| WHAT YOU NEED TO DO |
Please restate every line below exactly, without any pictures.

| RECORDS TO USE |
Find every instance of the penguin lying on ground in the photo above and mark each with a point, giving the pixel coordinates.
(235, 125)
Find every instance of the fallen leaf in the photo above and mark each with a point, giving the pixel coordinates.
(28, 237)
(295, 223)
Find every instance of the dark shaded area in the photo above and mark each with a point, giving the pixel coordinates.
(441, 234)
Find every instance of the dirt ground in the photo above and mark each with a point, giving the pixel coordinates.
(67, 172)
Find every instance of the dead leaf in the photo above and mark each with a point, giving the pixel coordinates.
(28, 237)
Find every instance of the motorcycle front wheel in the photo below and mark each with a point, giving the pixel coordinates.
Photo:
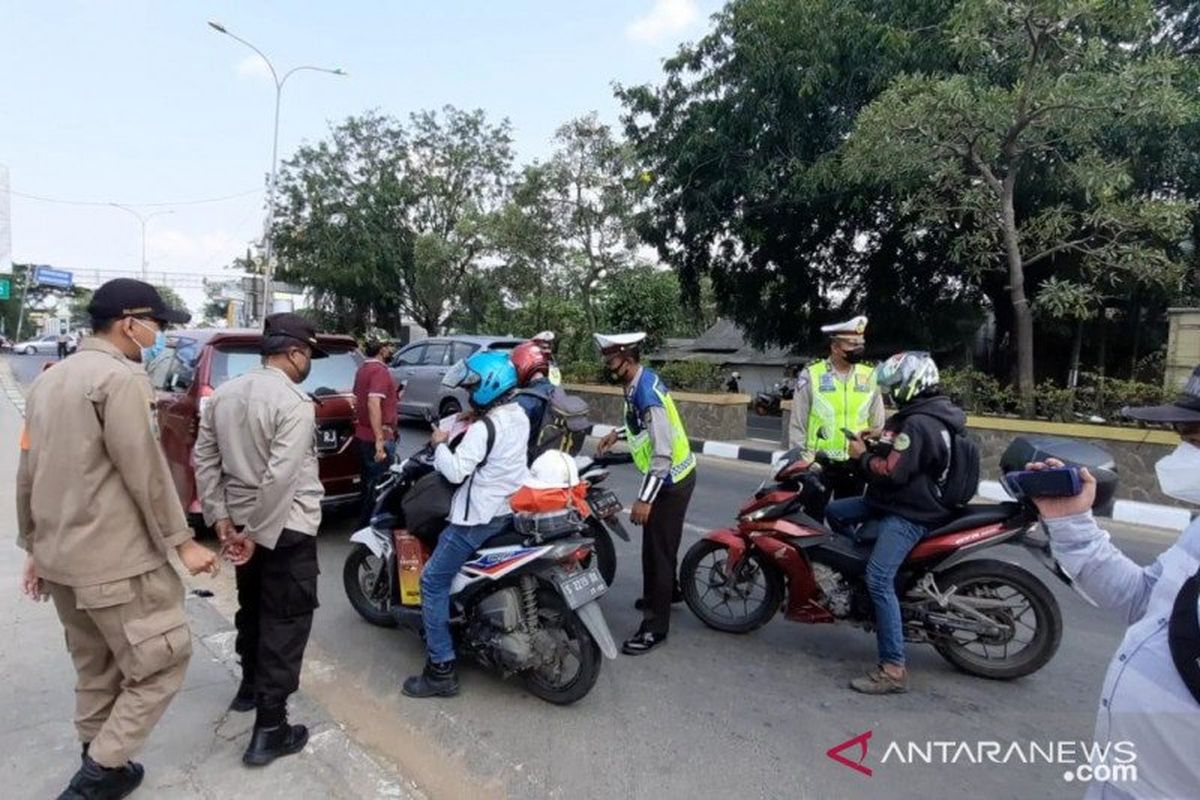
(1023, 607)
(570, 673)
(735, 603)
(365, 578)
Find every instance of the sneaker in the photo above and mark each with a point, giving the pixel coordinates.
(436, 680)
(880, 683)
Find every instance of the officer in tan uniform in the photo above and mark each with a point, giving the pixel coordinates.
(256, 470)
(97, 513)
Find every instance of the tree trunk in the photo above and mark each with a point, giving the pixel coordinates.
(1077, 348)
(1135, 331)
(1023, 316)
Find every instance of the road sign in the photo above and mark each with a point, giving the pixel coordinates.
(48, 276)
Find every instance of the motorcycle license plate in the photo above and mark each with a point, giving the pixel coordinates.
(580, 588)
(604, 503)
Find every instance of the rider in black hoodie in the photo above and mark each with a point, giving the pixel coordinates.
(901, 504)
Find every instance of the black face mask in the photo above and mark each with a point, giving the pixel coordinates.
(303, 374)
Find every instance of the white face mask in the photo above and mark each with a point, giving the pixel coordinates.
(1179, 474)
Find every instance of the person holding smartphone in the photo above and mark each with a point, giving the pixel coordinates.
(1151, 692)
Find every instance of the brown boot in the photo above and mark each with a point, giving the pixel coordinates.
(879, 681)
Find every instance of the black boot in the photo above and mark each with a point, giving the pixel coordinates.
(96, 782)
(274, 737)
(244, 701)
(436, 680)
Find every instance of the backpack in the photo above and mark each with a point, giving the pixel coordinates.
(426, 505)
(564, 422)
(960, 482)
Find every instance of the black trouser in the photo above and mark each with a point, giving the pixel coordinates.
(276, 596)
(372, 473)
(660, 552)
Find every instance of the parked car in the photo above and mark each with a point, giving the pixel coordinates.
(420, 367)
(46, 344)
(197, 361)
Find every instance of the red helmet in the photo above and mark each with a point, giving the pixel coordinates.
(529, 359)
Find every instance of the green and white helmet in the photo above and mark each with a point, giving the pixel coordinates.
(906, 376)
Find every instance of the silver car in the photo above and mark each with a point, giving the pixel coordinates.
(46, 344)
(420, 367)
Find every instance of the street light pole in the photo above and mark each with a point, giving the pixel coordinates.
(143, 218)
(268, 238)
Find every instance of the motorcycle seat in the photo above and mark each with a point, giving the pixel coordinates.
(977, 516)
(507, 539)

| TASK ANSWER |
Find every instance of the penguin lying on ground in the photo above and mark each with a point, giving the pixel coordinates.
(235, 125)
Find every instance of the fallen leaf in the photo above and mark each with a point, giving the pixel coordinates.
(28, 237)
(295, 223)
Find every instance of the dark shaded area in the photo above and mark each with a point, giving the pixel coordinates.
(441, 234)
Find every instance of the dirt ground in the photo above and mark each with a point, giving the pixel coordinates.
(67, 172)
Find every instance of the dead leaf in the photo above and mark each with a point, giving the pixel coordinates.
(28, 237)
Find every instance of the motorcycle front wheel in the photo below and mark each with a point, giving the pixel coordinates.
Photo:
(1023, 607)
(570, 673)
(735, 603)
(365, 578)
Find every instance of the sneaker in the photo above and mark each with a point, giving the pixel coordinates.
(436, 680)
(880, 683)
Find every instance of the officer in tan uniform in the photo above and mark each with a point, giving the pixel coordinates.
(256, 470)
(97, 513)
Find every instance of the tree trunk in the photo above and mark each with a point, giving the pixel coordinates.
(1077, 348)
(1135, 331)
(1023, 316)
Find every instance of the road sign in the photo above and mark each with a point, giving the pixel coordinates.
(48, 276)
Find every instance of the motorcycle license plate in the photo above and mark each with a point, giving the pixel coordinates.
(580, 588)
(604, 503)
Find every instance of the rider in black hoodie in the photo above and mark each with a point, giving the pixel coordinates.
(901, 504)
Find every instance of the black face mask in the photo above and mark each with a point, giving the pixel coordinates.
(303, 374)
Find every instance of the white face mask in the photo above and mark each with a point, giving the pixel coordinates.
(1179, 474)
Find every instance of the person holding smartphone in the photo above and mark each with a point, giving the pixel coordinates.
(1151, 692)
Find every instance of the brown boot in the photo above and mark each with a point, giving the pixel coordinates.
(879, 681)
Find every instance of the black boot in the photo above and mark each with a point, giving the pixel coordinates.
(96, 782)
(274, 737)
(244, 701)
(436, 680)
Find every instance of the backpack in the photo above and mark each with a point, giving the pixel coordinates.
(426, 505)
(564, 422)
(960, 482)
Find every instance of the black trouser in the photo above and mark each with a point, giving the pixel coordinates.
(276, 596)
(372, 473)
(660, 552)
Find every instance of the parked car in the photo above and mark each with a point, giving the pixel coordinates.
(420, 367)
(46, 344)
(197, 361)
Find every instance of the red helmet in the photo above and mark each with a point, giving the pixel coordinates.
(529, 359)
Find every instance of the green and white helmet in the photo above and mark each with a point, giving the pixel coordinates.
(906, 376)
Find every instance of the silver car in the photo above and mark each with a point, giving the pixel coordinates.
(46, 344)
(420, 367)
Find every instance of the street light pole in the photo above and mark each with a point, giving the pixel coordinates.
(143, 218)
(268, 238)
Find every instance of the motorcycle seat in the photo above and mark each with a point, giving the pixel coordinates.
(977, 516)
(507, 539)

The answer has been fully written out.